■ **УСЛОВИЯ ЗАДАЧИ**
Ответьте на три вопроса по приведенному ниже интервью, каждый ответ на отдельной строке под тем же номером:
1. Кто из родителей был более внимателен к выбору и интересам собеседника?
2. Сколько лет было отцу, когда он умер?
3. Переводы какого древнегреческого автора интересовали собеседника особенно?

16 октября и 10 ноября 2000 г.

Переводить текст интересного, близкого тебе писателя – все равно что говорить с хорошо знакомым человеком

– Про родителей вы рассказывали в нашем интервью семилетней давности, я вот что хотела узнать: как они отнеслись к вашей гуманитарной направленности? Одобряли?

– Более внимательным к моему выбору и интересам был отец. У него был более широкий кругозор, и он понимал, что человек должен заниматься тем, к чему лежит у него душа.

– Отец был вам ближе?

– Трудно сказать. Отец умер молодым, сгорел за три месяца, ему был шестьдесят один год. Последние годы мать тяжело болела, у нее была болезнь Альцгеймера. Болезнь проявлялась до того, как была установлена, во множестве всяких трудностей в быту, общении. Я больше вспоминаю отца.

– Как бы вы охарактеризовали свою нишу в переводе немецкоязычной и античной литературы?

– Меня смущает слово «ниша». Последний раз я переводил с греческого Менандра и Платона, нет… потом возвращался к Эсхилу. После 1960-х годов я этим не занимался. С древнегреческого мне было интересно переводить поэтов, которые писали для театра: Эсхила, Аристофана, особенно Эсхила. Хоровые партии в греческих пьесах написаны сложными размерами, и каждый раз что-то новое, не один и тот же ямбический триметр, которым написаны диалоги и монологи. Для меня переводы античной литературы представляли, скорее, формальный интерес, но я не чувствовал тут просветительской задачи, которая многое значила для меня, когда я занимался литературой XX века. Мне казалось, что моим соотечественникам будет интересно прочесть то, что пишут о нашем времени зарубежные писатели, и это было тем интереснее, чем закрытее была наша страна, и чем труднее был доступ к этим книгам, и чем меньше людей могли прочитать их в подлиннике. Сейчас в этом смысле многое изменилось.

Строки из набора данных:
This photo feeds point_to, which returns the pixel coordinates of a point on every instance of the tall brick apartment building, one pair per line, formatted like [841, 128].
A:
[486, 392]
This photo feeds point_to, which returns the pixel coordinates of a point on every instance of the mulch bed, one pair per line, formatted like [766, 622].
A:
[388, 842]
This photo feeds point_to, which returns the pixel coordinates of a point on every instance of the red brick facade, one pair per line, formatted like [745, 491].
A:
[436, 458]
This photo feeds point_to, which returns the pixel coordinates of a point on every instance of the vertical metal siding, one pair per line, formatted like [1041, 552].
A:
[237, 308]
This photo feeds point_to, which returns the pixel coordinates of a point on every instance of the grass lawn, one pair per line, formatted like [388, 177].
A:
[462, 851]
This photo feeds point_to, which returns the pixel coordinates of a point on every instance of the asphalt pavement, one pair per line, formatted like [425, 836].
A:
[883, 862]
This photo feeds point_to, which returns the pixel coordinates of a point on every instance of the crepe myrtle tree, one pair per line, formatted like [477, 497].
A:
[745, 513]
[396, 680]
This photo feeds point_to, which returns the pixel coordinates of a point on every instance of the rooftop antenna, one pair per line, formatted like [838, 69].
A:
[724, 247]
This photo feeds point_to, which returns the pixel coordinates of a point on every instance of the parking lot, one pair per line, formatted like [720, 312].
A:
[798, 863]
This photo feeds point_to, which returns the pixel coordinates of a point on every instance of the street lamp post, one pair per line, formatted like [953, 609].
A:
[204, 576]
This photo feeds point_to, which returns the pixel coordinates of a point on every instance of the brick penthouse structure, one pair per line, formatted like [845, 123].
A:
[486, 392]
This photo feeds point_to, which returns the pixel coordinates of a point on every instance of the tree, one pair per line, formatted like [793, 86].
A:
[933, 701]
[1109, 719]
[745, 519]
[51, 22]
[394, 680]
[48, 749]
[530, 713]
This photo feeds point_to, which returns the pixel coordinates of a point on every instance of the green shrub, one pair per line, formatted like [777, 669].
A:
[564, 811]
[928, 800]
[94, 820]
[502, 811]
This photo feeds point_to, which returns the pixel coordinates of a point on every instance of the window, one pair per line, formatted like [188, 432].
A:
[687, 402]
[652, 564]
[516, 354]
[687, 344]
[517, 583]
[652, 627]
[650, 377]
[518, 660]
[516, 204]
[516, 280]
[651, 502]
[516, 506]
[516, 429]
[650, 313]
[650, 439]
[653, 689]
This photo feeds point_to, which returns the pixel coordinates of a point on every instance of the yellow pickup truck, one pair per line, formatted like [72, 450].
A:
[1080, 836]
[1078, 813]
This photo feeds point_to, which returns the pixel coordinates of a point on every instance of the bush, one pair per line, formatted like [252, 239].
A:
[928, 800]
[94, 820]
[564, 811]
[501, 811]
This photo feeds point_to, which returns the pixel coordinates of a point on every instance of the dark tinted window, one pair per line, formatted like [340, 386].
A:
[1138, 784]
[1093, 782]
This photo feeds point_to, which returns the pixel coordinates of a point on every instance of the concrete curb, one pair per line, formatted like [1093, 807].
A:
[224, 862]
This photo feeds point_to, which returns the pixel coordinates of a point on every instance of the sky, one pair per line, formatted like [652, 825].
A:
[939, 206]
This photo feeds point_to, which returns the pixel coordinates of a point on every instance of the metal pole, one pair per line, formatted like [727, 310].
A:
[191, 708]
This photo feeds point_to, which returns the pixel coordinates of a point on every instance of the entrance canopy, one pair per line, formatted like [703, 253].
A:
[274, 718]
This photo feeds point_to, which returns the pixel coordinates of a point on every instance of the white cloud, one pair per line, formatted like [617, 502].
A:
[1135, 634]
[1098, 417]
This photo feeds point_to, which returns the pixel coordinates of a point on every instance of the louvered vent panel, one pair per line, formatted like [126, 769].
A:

■ **ИТОГОВЫЙ ОТВЕТ**
1. Отец.
2. Шестьдесят один год.
3. Эсхила.